Return the records exactly, keeping every line as it is.
= = = = = = =
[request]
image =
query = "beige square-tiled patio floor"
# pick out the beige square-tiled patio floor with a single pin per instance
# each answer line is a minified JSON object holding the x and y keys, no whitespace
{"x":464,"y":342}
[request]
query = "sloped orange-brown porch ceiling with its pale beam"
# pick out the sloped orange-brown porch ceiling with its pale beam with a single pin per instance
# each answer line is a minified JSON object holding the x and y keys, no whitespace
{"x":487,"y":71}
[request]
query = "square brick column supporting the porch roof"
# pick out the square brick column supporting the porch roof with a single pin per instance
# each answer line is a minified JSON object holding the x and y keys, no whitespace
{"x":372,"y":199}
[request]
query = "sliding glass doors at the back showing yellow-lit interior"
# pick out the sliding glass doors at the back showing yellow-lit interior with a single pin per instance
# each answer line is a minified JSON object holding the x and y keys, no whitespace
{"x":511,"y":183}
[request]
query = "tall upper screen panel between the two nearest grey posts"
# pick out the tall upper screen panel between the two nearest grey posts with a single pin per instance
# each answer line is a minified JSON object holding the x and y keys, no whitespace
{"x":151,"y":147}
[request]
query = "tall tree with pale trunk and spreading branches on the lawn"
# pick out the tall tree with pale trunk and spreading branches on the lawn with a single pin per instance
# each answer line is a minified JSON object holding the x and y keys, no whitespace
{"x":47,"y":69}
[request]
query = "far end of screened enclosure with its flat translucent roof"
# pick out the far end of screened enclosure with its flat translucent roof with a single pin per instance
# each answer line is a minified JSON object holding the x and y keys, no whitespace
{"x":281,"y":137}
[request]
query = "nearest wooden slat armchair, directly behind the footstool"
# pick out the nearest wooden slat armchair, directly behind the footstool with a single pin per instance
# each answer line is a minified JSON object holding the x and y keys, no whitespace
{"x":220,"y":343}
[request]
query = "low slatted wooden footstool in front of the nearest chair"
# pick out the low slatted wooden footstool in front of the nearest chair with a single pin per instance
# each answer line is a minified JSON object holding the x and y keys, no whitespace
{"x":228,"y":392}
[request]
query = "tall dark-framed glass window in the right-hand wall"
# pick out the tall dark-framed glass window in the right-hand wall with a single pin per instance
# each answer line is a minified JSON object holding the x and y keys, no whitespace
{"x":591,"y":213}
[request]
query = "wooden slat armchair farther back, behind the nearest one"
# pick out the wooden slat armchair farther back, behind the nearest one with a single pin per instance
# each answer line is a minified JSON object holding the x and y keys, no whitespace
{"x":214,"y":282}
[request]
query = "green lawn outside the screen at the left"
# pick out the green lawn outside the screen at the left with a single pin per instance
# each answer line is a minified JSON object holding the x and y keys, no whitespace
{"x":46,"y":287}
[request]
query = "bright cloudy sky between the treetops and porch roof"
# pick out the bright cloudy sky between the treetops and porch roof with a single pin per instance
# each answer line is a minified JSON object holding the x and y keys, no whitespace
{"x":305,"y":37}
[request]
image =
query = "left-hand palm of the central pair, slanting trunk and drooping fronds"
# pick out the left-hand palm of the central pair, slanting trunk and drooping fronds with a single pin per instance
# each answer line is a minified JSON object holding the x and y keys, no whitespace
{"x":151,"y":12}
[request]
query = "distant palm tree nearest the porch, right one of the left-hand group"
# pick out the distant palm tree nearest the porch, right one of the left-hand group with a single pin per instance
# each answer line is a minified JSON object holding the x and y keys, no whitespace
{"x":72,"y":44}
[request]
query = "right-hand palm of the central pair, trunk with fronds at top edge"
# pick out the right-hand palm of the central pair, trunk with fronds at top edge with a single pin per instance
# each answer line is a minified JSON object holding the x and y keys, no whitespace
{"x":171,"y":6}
= = = = = = =
**Response to this exercise:**
[request]
image =
query = "beige square-tiled patio floor"
# pick out the beige square-tiled patio floor with a single pin per instance
# each answer line is a minified JSON object holding the x and y keys, no whitespace
{"x":464,"y":342}
[request]
query = "sloped orange-brown porch ceiling with its pale beam"
# pick out the sloped orange-brown porch ceiling with its pale beam with a single pin per instance
# each answer line is a minified JSON object holding the x and y keys, no whitespace
{"x":487,"y":71}
[request]
query = "square brick column supporting the porch roof"
# pick out the square brick column supporting the porch roof with a single pin per instance
# each answer line is a minified JSON object holding the x and y keys, no whitespace
{"x":372,"y":199}
[request]
query = "sliding glass doors at the back showing yellow-lit interior"
# pick out the sliding glass doors at the back showing yellow-lit interior with a single pin per instance
# each answer line is a minified JSON object holding the x and y keys, no whitespace
{"x":511,"y":183}
[request]
query = "tall upper screen panel between the two nearest grey posts"
# pick out the tall upper screen panel between the two nearest grey posts with a single pin per instance
# each answer line is a minified JSON object holding the x and y keys, no whitespace
{"x":151,"y":147}
[request]
query = "tall tree with pale trunk and spreading branches on the lawn"
# pick out the tall tree with pale trunk and spreading branches on the lawn with a single pin per instance
# each answer line is a minified JSON object holding the x and y keys, no whitespace
{"x":47,"y":69}
[request]
query = "far end of screened enclosure with its flat translucent roof"
# pick out the far end of screened enclosure with its flat translucent roof with a single pin per instance
# each answer line is a minified JSON object holding the x and y keys, no whitespace
{"x":281,"y":137}
[request]
query = "nearest wooden slat armchair, directly behind the footstool"
# pick out the nearest wooden slat armchair, directly behind the footstool with a single pin per instance
# each answer line is a minified JSON object holding the x and y keys, no whitespace
{"x":220,"y":343}
[request]
query = "low slatted wooden footstool in front of the nearest chair"
# pick out the low slatted wooden footstool in front of the nearest chair with a single pin per instance
# each answer line is a minified JSON object holding the x and y keys, no whitespace
{"x":228,"y":392}
[request]
query = "tall dark-framed glass window in the right-hand wall"
# pick out the tall dark-framed glass window in the right-hand wall with a single pin per instance
# each answer line is a minified JSON object holding the x and y keys, no whitespace
{"x":591,"y":213}
[request]
query = "wooden slat armchair farther back, behind the nearest one"
# pick out the wooden slat armchair farther back, behind the nearest one with a single pin per instance
# each answer line is a minified JSON object holding the x and y keys, no whitespace
{"x":214,"y":282}
[request]
query = "green lawn outside the screen at the left"
# pick out the green lawn outside the screen at the left with a single pin per instance
# each answer line is a minified JSON object holding the x and y keys, no whitespace
{"x":46,"y":287}
[request]
query = "bright cloudy sky between the treetops and porch roof"
# pick out the bright cloudy sky between the treetops and porch roof with a single pin per instance
# each answer line is a minified JSON object holding the x and y keys, no whitespace
{"x":305,"y":37}
[request]
image =
query = "left-hand palm of the central pair, slanting trunk and drooping fronds"
# pick out the left-hand palm of the central pair, slanting trunk and drooping fronds with a single pin per instance
# each answer line is a minified JSON object holding the x and y keys, no whitespace
{"x":151,"y":12}
[request]
query = "distant palm tree nearest the porch, right one of the left-hand group"
# pick out the distant palm tree nearest the porch, right one of the left-hand group with a single pin per instance
# each answer line is a minified JSON object holding the x and y keys, no whitespace
{"x":72,"y":44}
[request]
query = "right-hand palm of the central pair, trunk with fronds at top edge"
# pick out the right-hand palm of the central pair, trunk with fronds at top edge with a single pin per instance
# each answer line is a minified JSON object holding the x and y keys, no whitespace
{"x":171,"y":6}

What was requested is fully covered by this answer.